**Text under study:**
Section titled “A simplified example of a “prediction distribution””
import math
scores = {
"AI": 2.0,
"Python": 1.5,
"NLP": 0.8,
}
def softmax(score_dict):
exps = {k: math.exp(v) for k, v in score_dict.items()}
total = sum(exps.values())
return {k: round(v / total, 4) for k, v in exps.items()}
print(softmax(scores))

Expected output:

Terminal window
{'AI': 0.5242, 'Python': 0.3179, 'NLP': 0.1579}

The model does not have to choose immediately. It first produces a probability distribution, then a decoding rule can choose, sample, or rank candidate next tokens.

This is not a complete neural network, but it already expresses one key idea:

  • the model does not output just one word
  • it outputs a “probability distribution over the next word”

Why do language models become the common foundation of large models?

Section titled “Why do language models become the common foundation of large models?”

Whether you later do:

  • conversation
  • writing
  • code generation
  • summarization

many capabilities can grow out of “language continuation ability.”

Because it is well suited to large-scale self-supervised learning

Section titled “Because it is well suited to large-scale self-supervised learning”

You do not need human annotation for “what the next word is,” because the text itself naturally contains the label.

This means:

  • massive text data
  • self-supervised training

can be combined naturally.

This is also why the later path leads to GPT

Section titled “This is also why the later path leads to GPT”

Because autoregressive language modeling is:

  • simple
  • unified
  • scalable

This path later became one of the important main lines of large language models.


Misconception 1: a language model is only “good at continuing the next word”

Section titled “Misconception 1: a language model is only “good at continuing the next word””

This statement is superficially true, but it underestimates how much the model can be pushed to learn by this task.

Misconception 2: n-gram is useless, so there is no need to learn it

Section titled “Misconception 2: n-gram is useless, so there is no need to learn it”

n-gram is very useful, because it lets you see for the first time what a language model is actually doing.

Misconception 3: if it can generate, then it understands language

Section titled “Misconception 3: if it can generate, then it understands language”

Strong generation ability does not mean full understanding. That is also why later we still need to look at reasoning, alignment, and tool use.

**Listed entries:**
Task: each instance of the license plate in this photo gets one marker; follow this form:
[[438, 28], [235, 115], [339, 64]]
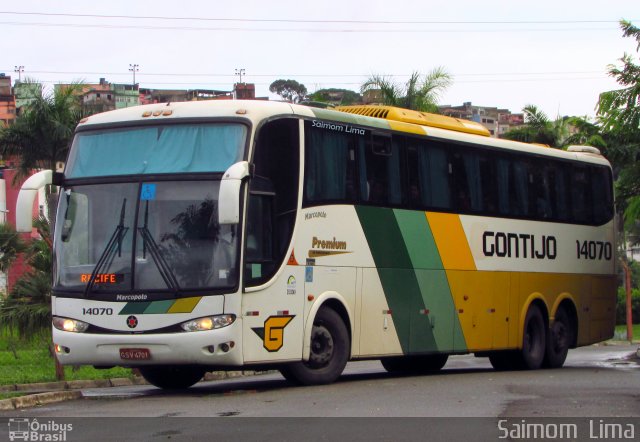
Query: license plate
[[135, 354]]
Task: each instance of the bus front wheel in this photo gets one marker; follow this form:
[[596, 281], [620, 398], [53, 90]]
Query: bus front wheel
[[172, 377], [330, 349]]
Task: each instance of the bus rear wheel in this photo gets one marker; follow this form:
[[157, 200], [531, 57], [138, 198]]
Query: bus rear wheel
[[415, 364], [559, 339], [172, 377], [534, 340], [330, 350]]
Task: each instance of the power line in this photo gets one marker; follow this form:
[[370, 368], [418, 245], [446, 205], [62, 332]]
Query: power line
[[308, 30], [253, 20], [298, 75]]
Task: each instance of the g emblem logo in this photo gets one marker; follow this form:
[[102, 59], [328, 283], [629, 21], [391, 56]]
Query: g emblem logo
[[132, 322], [272, 333]]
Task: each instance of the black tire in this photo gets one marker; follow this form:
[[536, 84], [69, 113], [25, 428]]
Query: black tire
[[330, 351], [172, 377], [286, 373], [415, 364], [559, 338], [534, 340]]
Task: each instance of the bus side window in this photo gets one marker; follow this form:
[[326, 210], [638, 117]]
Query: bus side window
[[273, 199], [580, 189], [381, 174], [329, 166], [602, 197]]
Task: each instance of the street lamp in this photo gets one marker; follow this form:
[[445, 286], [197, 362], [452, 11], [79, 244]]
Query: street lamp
[[134, 68], [19, 70], [240, 73]]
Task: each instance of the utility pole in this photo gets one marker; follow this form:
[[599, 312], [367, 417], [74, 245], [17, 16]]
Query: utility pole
[[19, 70], [134, 68], [240, 73]]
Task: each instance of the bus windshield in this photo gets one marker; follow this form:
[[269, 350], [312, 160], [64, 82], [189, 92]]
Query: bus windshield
[[143, 236], [183, 148]]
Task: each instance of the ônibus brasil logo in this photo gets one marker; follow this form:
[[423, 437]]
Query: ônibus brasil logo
[[31, 430]]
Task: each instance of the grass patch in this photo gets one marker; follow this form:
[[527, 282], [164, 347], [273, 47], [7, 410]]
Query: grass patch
[[621, 332], [11, 395], [26, 362]]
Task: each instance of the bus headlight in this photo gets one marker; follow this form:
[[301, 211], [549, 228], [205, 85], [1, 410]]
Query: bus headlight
[[208, 323], [70, 325]]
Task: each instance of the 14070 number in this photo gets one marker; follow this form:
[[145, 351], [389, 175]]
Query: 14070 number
[[97, 311], [594, 250]]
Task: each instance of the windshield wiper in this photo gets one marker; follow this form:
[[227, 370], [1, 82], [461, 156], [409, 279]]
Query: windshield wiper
[[163, 268], [110, 250]]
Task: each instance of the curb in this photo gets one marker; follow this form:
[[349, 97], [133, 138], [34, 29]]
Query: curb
[[33, 400], [51, 392]]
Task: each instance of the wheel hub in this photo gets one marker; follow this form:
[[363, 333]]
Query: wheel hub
[[321, 346]]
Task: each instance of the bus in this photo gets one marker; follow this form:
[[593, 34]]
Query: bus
[[213, 235]]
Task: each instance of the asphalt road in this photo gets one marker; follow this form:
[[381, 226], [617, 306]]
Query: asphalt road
[[601, 382]]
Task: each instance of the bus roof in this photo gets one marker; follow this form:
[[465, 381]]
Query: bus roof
[[373, 117], [415, 117]]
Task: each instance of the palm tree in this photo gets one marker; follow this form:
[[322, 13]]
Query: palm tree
[[417, 94], [541, 129], [11, 245], [27, 309]]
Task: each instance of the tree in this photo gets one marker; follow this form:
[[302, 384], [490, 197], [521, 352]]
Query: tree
[[540, 129], [417, 94], [41, 135], [11, 245], [27, 309], [289, 90], [619, 114]]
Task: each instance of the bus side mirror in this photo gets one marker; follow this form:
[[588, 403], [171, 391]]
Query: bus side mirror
[[229, 194], [26, 197]]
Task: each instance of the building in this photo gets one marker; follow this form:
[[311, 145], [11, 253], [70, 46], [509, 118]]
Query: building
[[7, 101], [497, 121]]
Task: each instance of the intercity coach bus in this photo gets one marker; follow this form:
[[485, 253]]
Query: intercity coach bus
[[222, 234]]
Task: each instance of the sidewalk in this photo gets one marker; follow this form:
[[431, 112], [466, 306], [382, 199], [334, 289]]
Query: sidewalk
[[51, 392]]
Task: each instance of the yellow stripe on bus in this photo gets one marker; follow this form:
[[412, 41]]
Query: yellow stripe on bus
[[451, 241]]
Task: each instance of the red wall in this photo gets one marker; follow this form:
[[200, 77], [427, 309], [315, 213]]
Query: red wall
[[19, 267]]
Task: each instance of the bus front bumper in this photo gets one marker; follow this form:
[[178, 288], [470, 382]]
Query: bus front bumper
[[220, 347]]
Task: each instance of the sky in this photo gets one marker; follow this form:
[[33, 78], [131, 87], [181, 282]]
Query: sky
[[506, 54]]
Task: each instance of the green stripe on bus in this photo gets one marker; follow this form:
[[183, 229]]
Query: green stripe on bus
[[398, 278], [432, 280], [413, 279], [159, 307], [134, 308], [418, 239]]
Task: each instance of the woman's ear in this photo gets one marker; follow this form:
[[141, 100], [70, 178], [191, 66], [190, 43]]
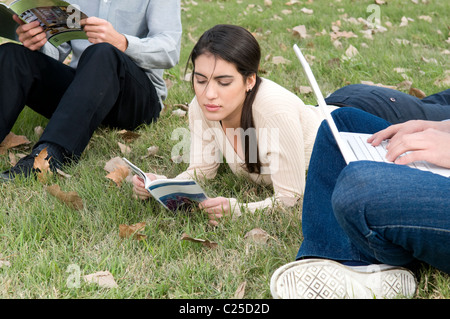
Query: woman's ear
[[251, 81]]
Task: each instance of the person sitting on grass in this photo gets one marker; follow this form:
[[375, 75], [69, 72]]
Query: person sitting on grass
[[115, 77], [367, 224], [263, 131]]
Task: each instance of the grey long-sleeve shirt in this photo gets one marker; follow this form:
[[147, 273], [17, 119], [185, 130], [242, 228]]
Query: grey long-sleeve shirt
[[152, 28]]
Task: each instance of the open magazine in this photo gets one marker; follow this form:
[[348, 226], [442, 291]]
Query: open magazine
[[59, 19], [173, 194]]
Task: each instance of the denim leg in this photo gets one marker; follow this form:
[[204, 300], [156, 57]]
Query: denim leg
[[108, 88], [392, 105], [395, 214], [322, 235]]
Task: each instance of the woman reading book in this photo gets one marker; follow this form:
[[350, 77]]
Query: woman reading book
[[261, 129]]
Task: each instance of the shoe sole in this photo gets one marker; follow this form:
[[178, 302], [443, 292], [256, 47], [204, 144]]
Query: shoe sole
[[326, 279]]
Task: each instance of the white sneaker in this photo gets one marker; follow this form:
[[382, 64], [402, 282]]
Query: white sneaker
[[327, 279]]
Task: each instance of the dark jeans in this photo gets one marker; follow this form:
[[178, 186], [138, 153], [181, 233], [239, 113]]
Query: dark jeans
[[369, 211], [392, 105], [106, 88]]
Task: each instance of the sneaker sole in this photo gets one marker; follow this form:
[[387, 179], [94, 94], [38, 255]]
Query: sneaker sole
[[327, 279]]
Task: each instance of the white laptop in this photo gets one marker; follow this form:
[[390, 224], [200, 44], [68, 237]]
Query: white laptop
[[354, 146]]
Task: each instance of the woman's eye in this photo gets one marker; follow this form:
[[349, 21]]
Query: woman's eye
[[200, 81]]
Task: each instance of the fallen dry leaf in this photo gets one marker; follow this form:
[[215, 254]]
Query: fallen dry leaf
[[300, 31], [443, 82], [240, 291], [124, 149], [119, 174], [102, 278], [38, 130], [417, 93], [280, 60], [307, 11], [71, 199], [305, 89], [128, 136], [206, 243], [42, 164], [126, 231]]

**Exercise directions:**
According to the text on language models, why is human annotation not needed to label what the next word is?

**Task solution:**
Because the text itself naturally contains the label.